* _Ziel 1_: Zähle die Zeilen der Auflistung, in denen die Zeichenfolge "dirt" vorkommt, und nenne nur die Anzahl.
◇ ◇ ◇
Responsability: Risse im Nachhaltigkeits-Paradies
Beim Mikrofinanzmanager Responsability müsste Hochstimmung herrschen. Doch der Nachhaltigkeitspionier etnlässt Personal und verliert hochrangige Manager – und spricht von einer Transformation.
Im Schweizer Nachhaltigkeits-Universum herrscht Euphorie: Die verwalteten Vermögen in den Fonds und Vehikeln stiegen innert der letzten zwölf Monate um 44 Prozent – dreimal so schnell wie der Gesamtmarkt, wie auf finews.ch kürzlich berichtete.
Doch die Flut hebt nicht alle Schiffe: Die Zürcher Responsability, eine auf Mikrofinanz spezialisierter Nachhaltigkeits-Pionierin, scheint in den letzten zwölf Monaten in Krise geschlittert zu sein.
◇ ◇ ◇
* _Ziel 2_: Um wie viel Prozent stiegen laut dem Auszug die verwalteten Vermögen in den Schweizer Nachhaltigkeitsfonds und -vehikeln innert der letzten zwölf Monate?

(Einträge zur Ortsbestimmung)
◇ ◇ ◇
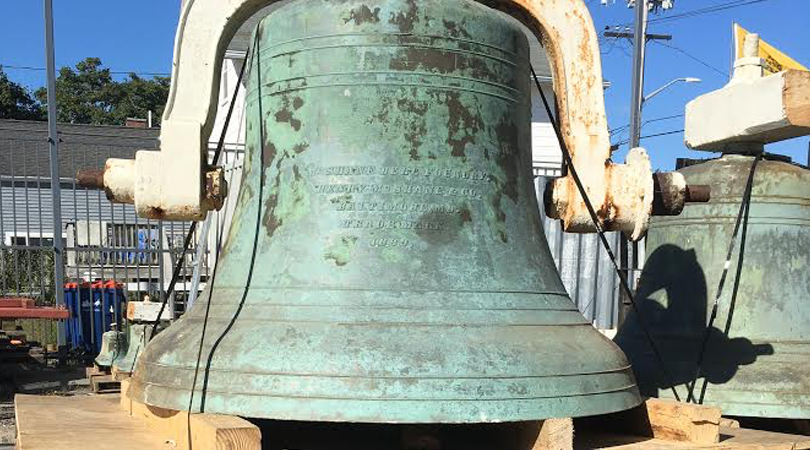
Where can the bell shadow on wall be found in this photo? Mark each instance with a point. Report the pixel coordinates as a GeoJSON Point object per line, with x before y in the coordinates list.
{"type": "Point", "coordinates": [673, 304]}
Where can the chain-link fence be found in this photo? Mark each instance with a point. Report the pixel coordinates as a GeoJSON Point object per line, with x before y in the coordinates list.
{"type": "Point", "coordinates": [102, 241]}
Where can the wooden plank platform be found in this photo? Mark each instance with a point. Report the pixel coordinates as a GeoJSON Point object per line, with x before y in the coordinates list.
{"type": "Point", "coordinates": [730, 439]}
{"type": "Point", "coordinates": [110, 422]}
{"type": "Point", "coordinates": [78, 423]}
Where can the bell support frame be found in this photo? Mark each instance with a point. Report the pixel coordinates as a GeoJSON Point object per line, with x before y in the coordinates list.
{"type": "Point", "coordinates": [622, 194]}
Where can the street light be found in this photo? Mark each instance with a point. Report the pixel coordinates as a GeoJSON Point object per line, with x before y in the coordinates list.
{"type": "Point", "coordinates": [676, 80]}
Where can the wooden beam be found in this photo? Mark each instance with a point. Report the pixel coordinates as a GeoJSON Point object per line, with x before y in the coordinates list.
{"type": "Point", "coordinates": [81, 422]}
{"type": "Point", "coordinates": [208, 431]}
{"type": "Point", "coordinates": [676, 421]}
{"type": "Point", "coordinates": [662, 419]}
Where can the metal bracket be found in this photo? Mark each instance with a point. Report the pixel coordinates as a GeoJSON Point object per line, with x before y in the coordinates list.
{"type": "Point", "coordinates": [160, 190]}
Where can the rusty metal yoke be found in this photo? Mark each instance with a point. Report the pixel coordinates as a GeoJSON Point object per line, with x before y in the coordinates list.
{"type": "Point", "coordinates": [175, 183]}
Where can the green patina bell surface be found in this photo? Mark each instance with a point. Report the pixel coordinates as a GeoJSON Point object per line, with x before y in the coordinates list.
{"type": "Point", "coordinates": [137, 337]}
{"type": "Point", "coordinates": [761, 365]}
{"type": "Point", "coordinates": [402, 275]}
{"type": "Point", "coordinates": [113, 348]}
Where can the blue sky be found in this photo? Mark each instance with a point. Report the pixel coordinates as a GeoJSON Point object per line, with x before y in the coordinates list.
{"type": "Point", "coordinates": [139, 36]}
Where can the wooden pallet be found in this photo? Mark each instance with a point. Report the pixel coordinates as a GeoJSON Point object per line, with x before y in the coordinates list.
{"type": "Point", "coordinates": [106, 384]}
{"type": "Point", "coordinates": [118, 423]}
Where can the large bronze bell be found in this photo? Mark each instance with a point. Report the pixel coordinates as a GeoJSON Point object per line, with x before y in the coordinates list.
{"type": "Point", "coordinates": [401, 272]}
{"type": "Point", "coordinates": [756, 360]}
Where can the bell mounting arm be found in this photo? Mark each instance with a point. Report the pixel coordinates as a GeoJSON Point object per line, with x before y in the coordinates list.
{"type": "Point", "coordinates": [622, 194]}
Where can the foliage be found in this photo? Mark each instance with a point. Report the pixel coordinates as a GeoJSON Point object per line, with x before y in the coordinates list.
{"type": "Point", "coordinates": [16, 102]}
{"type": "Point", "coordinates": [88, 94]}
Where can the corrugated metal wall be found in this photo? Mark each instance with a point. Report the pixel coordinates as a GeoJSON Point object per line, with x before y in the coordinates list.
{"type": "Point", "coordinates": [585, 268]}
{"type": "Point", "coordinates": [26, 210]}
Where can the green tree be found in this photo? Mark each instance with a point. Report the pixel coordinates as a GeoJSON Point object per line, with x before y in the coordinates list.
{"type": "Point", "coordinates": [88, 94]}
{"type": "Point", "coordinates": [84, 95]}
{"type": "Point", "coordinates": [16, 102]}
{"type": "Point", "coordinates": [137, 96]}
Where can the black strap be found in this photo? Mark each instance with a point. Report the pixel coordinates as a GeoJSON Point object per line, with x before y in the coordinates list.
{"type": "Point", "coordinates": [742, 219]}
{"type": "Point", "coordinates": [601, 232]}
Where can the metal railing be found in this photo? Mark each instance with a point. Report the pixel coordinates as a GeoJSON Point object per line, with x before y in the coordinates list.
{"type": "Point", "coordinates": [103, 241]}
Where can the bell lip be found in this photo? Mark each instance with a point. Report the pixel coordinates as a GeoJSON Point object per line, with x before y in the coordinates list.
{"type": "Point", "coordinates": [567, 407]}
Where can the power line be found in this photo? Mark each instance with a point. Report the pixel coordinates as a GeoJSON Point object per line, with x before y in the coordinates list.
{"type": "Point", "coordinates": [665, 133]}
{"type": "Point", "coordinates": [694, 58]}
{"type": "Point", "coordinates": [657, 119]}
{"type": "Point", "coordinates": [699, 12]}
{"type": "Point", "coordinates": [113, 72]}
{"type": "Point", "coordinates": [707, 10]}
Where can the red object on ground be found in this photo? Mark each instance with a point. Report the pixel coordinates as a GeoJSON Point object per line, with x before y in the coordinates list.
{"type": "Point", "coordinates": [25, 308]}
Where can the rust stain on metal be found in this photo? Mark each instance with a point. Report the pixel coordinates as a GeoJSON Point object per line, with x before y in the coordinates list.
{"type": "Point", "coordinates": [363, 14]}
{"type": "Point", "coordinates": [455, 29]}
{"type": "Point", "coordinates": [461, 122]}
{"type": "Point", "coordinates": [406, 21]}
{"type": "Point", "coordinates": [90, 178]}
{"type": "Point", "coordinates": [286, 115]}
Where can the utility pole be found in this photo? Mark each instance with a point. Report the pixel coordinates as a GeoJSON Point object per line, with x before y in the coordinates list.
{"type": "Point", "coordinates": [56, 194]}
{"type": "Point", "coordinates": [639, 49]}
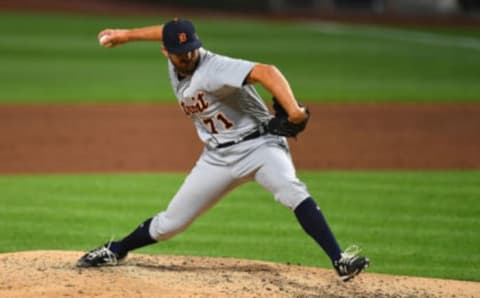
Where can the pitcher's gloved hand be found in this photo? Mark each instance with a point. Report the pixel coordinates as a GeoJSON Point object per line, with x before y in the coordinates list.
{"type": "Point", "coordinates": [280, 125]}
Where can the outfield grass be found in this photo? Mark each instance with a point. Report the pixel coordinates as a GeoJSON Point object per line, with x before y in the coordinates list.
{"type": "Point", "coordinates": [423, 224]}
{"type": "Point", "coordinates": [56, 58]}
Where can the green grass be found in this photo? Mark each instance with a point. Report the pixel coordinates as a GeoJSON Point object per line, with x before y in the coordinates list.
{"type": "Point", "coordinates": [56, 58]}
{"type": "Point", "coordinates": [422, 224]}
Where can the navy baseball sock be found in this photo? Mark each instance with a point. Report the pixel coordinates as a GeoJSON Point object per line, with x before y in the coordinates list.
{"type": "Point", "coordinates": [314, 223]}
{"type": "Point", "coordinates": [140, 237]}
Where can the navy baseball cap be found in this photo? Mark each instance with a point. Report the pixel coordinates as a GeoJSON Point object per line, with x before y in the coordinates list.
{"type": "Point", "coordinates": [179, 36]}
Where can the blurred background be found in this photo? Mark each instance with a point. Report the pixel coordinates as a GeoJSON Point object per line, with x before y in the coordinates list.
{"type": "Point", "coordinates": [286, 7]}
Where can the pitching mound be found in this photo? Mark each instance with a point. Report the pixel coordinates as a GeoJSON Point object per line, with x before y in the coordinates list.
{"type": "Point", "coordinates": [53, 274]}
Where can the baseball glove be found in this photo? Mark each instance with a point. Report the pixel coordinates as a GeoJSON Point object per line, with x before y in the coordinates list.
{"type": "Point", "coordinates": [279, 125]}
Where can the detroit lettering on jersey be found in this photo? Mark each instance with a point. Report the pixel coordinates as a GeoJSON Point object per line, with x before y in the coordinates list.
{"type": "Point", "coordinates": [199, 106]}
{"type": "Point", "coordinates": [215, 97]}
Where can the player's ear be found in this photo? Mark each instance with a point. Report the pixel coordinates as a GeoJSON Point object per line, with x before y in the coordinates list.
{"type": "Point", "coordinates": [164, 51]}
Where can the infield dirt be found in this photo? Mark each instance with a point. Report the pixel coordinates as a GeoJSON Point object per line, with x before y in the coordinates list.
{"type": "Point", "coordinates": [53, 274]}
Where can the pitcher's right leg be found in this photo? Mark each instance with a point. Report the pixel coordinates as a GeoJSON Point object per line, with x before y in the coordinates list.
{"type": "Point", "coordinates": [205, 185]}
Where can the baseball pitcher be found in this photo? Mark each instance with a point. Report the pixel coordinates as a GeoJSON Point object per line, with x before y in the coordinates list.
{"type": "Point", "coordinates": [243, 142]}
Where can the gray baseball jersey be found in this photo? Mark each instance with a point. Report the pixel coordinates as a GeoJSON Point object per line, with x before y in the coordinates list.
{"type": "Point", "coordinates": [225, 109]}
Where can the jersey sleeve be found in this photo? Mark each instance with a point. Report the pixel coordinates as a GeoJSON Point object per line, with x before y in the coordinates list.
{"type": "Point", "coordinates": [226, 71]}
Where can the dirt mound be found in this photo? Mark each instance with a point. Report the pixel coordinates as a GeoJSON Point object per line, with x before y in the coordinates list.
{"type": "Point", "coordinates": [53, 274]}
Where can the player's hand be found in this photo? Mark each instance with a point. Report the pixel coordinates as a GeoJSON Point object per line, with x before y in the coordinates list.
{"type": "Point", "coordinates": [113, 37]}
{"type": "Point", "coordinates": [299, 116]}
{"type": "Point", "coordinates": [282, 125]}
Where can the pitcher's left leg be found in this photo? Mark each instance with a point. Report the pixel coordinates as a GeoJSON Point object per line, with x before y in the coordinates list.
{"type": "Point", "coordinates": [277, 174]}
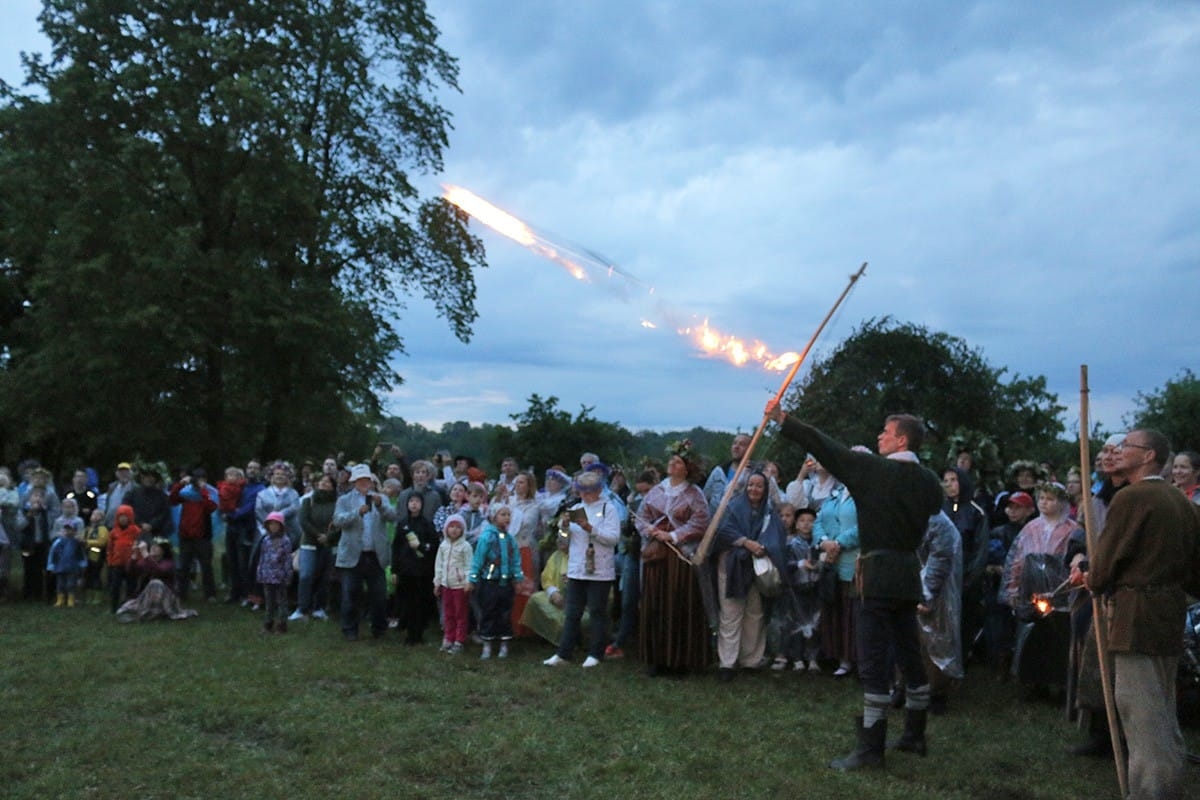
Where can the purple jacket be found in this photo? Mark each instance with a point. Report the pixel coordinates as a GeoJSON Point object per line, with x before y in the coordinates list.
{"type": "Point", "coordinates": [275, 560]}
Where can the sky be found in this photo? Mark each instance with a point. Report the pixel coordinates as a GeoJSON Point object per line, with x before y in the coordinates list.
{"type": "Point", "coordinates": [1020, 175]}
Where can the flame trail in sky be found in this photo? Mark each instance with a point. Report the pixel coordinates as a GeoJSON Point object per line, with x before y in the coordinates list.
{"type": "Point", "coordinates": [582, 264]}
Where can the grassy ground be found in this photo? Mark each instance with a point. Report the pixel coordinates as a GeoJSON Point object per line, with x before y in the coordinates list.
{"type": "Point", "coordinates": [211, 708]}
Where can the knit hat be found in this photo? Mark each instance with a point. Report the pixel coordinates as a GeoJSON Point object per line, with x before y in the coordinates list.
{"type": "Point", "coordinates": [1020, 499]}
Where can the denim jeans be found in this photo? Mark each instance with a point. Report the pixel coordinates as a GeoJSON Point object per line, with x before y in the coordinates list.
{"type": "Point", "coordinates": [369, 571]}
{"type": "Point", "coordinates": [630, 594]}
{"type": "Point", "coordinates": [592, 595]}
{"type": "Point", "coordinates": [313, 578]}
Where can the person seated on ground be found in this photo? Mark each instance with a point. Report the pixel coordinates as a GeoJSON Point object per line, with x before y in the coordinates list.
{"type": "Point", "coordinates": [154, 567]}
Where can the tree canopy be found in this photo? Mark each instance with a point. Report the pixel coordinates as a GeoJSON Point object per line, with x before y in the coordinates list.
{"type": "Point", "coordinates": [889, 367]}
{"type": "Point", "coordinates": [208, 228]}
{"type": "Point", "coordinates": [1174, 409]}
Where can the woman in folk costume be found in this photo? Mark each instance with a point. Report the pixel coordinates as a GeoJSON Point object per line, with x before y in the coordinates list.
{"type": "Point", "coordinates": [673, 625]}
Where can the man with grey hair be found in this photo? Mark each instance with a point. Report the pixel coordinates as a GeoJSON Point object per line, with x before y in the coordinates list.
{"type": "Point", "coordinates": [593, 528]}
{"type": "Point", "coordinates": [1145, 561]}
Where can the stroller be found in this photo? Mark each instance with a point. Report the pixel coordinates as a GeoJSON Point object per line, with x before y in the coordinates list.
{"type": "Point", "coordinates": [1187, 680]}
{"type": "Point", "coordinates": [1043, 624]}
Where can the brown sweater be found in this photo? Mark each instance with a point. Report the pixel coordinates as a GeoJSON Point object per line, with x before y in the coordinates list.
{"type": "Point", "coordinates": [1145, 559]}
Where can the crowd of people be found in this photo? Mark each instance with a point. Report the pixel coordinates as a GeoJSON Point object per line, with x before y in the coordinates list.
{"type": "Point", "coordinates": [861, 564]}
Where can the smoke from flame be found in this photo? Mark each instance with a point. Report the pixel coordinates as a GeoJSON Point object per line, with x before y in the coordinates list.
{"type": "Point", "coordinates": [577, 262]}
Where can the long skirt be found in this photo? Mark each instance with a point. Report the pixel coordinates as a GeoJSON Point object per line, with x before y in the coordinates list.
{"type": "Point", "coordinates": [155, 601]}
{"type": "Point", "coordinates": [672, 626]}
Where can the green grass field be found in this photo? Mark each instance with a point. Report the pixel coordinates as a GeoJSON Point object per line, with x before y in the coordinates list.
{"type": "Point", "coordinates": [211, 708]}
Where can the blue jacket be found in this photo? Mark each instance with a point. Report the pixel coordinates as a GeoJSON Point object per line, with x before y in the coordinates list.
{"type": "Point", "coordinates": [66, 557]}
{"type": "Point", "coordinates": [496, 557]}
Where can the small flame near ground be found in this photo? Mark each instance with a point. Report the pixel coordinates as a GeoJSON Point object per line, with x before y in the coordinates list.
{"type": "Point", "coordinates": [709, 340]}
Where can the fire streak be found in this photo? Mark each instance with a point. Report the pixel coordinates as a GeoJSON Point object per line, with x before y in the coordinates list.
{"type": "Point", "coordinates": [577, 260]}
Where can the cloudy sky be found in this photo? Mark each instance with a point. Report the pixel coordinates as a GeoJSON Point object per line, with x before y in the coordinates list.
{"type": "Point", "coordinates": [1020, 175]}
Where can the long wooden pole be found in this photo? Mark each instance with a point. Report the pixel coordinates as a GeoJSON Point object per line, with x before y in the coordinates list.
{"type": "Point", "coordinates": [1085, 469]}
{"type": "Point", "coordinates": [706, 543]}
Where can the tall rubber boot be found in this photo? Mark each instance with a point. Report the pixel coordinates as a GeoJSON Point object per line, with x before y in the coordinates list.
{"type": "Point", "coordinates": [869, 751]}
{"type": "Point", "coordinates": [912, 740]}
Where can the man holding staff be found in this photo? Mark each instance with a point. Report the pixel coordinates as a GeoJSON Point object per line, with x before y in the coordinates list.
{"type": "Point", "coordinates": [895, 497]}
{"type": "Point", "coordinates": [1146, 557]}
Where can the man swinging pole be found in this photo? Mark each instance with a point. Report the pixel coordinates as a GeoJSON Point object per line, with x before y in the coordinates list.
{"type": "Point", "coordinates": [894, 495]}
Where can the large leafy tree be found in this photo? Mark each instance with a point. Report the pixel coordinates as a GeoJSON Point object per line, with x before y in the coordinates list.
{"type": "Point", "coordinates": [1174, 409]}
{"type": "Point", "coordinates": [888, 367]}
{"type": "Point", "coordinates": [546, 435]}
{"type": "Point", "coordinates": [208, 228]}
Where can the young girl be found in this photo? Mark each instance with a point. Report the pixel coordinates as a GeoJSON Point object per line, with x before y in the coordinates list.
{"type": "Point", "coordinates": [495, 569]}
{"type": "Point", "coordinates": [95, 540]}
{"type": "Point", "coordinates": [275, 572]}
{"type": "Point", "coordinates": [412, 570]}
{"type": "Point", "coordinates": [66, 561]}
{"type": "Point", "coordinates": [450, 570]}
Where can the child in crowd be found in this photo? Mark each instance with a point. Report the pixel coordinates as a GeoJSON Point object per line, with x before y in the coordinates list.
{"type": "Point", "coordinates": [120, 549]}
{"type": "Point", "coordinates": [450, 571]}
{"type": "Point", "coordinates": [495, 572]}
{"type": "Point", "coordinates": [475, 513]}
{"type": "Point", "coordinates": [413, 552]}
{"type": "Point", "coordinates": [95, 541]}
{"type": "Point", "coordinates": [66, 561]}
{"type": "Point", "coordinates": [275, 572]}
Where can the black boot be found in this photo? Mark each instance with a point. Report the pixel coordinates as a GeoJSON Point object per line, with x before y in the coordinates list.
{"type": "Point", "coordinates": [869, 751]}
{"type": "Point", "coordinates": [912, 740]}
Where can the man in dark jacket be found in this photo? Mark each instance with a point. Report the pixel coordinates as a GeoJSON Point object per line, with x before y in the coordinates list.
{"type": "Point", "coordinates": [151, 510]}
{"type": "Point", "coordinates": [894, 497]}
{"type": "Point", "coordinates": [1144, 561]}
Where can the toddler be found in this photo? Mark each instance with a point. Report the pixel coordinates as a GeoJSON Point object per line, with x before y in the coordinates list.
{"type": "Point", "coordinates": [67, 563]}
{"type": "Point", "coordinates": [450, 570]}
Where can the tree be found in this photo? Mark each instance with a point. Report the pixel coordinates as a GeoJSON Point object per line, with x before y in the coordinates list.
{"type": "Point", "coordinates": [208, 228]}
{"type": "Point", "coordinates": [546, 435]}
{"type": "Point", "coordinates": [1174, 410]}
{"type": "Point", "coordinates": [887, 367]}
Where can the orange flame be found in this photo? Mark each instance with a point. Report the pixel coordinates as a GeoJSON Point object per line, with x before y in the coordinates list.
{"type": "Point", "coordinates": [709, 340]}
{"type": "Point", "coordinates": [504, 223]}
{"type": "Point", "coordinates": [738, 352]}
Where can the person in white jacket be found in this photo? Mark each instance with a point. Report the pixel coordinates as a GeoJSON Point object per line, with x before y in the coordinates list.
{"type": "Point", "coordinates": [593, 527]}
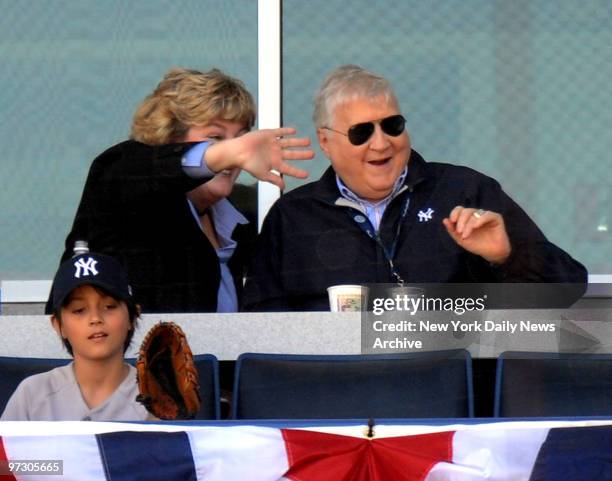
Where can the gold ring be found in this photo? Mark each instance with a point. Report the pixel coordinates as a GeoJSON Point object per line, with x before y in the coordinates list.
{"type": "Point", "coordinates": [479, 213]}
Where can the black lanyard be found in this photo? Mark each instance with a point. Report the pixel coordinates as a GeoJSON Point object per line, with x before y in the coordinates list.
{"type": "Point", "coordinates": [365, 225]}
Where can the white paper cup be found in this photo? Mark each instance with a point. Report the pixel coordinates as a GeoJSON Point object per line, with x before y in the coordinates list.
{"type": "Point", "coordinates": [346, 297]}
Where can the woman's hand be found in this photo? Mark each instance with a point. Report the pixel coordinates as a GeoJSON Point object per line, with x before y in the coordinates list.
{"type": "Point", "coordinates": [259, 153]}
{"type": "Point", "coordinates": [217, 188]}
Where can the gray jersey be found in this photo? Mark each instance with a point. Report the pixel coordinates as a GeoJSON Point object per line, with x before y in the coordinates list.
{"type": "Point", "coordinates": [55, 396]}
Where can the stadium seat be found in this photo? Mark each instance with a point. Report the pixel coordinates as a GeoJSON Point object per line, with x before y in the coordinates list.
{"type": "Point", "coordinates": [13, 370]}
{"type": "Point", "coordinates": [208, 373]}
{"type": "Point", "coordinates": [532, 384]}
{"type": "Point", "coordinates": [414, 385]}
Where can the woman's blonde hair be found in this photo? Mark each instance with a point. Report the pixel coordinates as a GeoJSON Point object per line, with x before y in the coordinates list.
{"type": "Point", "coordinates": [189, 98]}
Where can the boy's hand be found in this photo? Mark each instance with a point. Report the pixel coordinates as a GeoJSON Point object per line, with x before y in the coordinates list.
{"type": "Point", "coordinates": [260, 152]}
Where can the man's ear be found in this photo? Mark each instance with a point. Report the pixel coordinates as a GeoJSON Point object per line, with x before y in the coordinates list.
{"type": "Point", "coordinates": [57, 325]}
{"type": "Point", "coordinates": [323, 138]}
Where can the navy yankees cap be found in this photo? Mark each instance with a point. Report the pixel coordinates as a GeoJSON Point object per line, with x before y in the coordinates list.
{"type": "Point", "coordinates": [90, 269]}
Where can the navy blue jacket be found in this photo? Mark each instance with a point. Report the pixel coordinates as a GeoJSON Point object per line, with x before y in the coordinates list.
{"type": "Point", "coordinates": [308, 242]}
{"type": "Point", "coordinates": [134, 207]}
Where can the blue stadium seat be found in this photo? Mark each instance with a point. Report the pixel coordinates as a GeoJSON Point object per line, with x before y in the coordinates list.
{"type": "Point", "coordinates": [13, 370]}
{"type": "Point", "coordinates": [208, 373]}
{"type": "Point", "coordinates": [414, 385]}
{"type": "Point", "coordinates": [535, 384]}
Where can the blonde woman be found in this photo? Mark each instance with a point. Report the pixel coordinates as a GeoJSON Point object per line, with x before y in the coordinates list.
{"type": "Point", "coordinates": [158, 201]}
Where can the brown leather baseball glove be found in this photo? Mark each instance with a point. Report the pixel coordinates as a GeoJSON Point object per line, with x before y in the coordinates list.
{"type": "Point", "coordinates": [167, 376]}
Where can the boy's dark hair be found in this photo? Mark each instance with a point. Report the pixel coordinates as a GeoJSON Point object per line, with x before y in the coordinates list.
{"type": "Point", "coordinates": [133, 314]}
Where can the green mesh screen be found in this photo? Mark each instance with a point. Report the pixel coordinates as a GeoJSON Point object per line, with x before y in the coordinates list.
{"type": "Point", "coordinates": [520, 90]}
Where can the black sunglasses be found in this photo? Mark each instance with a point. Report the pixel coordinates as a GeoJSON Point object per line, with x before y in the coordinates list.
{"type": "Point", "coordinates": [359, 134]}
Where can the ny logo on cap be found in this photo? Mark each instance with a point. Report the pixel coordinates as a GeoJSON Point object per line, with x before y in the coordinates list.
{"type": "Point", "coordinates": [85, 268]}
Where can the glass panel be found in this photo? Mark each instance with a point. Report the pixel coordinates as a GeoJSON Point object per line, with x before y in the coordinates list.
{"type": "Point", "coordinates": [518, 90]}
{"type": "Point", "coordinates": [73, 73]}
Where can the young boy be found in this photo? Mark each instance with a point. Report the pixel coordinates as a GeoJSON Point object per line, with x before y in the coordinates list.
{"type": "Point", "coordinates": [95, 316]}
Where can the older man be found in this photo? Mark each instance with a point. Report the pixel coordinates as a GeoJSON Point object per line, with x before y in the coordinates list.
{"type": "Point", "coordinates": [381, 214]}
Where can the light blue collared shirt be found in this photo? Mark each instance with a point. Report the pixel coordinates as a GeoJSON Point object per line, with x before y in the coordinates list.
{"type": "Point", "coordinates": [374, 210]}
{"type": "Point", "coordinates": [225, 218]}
◇ ◇ ◇
* _Antwort 1_: 2

* _Antwort 2_: Um 44 Prozent.